Please render the entries below as one JSON list of strings, with one string for each line and blank lines omitted.

start MATERIALS PROVIDED

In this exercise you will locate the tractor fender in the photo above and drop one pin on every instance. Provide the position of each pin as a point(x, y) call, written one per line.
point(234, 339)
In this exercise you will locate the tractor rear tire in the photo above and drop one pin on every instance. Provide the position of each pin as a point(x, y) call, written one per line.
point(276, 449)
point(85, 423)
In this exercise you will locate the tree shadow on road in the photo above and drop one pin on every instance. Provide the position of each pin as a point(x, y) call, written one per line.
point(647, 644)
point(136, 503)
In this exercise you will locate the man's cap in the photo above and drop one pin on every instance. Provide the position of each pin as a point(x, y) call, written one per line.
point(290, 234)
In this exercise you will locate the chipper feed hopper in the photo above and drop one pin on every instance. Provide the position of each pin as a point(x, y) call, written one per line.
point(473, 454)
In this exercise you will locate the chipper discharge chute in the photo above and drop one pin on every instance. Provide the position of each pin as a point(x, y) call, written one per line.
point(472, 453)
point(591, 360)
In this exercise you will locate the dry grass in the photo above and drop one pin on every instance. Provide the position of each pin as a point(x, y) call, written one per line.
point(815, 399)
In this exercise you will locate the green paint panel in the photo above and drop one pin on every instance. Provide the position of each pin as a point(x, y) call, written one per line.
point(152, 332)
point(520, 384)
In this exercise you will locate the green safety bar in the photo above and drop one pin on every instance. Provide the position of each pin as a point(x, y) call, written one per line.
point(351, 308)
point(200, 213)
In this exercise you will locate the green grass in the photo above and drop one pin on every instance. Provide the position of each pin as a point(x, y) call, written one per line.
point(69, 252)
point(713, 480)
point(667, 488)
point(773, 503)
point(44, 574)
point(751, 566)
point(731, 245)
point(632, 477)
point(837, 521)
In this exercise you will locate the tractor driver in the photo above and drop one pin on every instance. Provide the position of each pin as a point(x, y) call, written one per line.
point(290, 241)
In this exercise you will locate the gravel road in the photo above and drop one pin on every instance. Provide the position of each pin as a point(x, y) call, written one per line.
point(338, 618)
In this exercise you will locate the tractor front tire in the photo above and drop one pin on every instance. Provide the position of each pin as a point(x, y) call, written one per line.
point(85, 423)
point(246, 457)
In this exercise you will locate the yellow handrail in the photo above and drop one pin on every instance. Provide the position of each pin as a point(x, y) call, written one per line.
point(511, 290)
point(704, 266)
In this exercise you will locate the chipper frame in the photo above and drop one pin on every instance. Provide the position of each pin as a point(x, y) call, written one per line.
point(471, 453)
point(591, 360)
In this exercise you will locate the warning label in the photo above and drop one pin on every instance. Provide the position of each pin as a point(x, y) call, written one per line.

end MATERIALS PROVIDED

EXERCISE SOLUTION
[
  "In this exercise you will locate the tractor fender in the photo above and drop one pin on every instance. Provide the position of each pin as a point(x, y) call, written one per line.",
  "point(234, 339)",
  "In this exercise you will locate the tractor rear tire in the photo above and drop one pin on every instance. Provide the position of each pin as a point(x, y) call, written one per line.",
  "point(276, 449)",
  "point(85, 423)",
  "In this exercise you will locate the tree shadow on road in the photo above and drop one pin on every instance. Provide the position of each pin as a point(x, y) call, written one per line.",
  "point(647, 644)",
  "point(136, 503)",
  "In this exercise you will locate the man's cap in the photo above and drop one pin on every instance. Provide the position of each pin as a point(x, y) call, written one per line.",
  "point(290, 234)",
  "In this exercise you will locate the chipper feed hopper in the photo above and drop one pin on every instance. Provide the position of each pin as a point(x, y) call, written one per line.",
  "point(473, 454)",
  "In this exercise you will locate the chipper discharge chute in the photo above and drop one pin on every instance. Provide the position of each pin as a point(x, y) call, written one per line.",
  "point(472, 453)",
  "point(591, 360)",
  "In this exercise you will locate the dry grass in the photo above and drop one pin on every instance. Provide the position of each pin as a point(x, y) call, written one per line.",
  "point(815, 399)",
  "In this exercise you will locate the green paint panel in the photo above and drop one pin on every instance. Provide the position of each pin as a point(x, y) call, written one per line.",
  "point(152, 332)",
  "point(520, 384)",
  "In this exercise you will locate the green safety bar in the photo above and drop one pin on every instance. Provide the position of each pin as a point(x, y) call, written one per line.",
  "point(351, 308)",
  "point(200, 213)",
  "In this exercise you will locate the green grass in the photo above and drop one pin on every instance. Provide the position of each pin as a point(x, y) call, written one per line.",
  "point(69, 252)",
  "point(713, 480)",
  "point(667, 488)",
  "point(773, 503)",
  "point(44, 574)",
  "point(751, 566)",
  "point(731, 245)",
  "point(632, 477)",
  "point(837, 521)",
  "In this exercise you will locate the tractor driver in the photo above and drop one pin on every instance. Provide the position of each pin as a point(x, y) call, written one per line.",
  "point(290, 241)",
  "In this exercise you will locate the gravel road in the photo above and drop one pin on every instance. Provide the position of each pin as a point(x, y) call, written one per line.",
  "point(338, 618)",
  "In this exercise you will locate the tractor front tire in the photo above and drop one pin on every instance. Provide the position of each pin as a point(x, y) call, written one per line.",
  "point(85, 423)",
  "point(246, 457)",
  "In this exercise you will locate the yellow handrail in the photo above and drop one pin on every instance. Provide the position of each pin as a point(x, y) call, written one per line.",
  "point(511, 290)",
  "point(704, 266)",
  "In this exercise you will locate the chipper frame in the photo above and drop one pin on every instance. Provide the position of each pin as a point(x, y) call, written one per line.",
  "point(471, 453)",
  "point(591, 360)",
  "In this exercise you will locate the warning label in the photo above and drop one pin on every instance. Provide the position of each pin as a point(x, y) call, written one per line."
]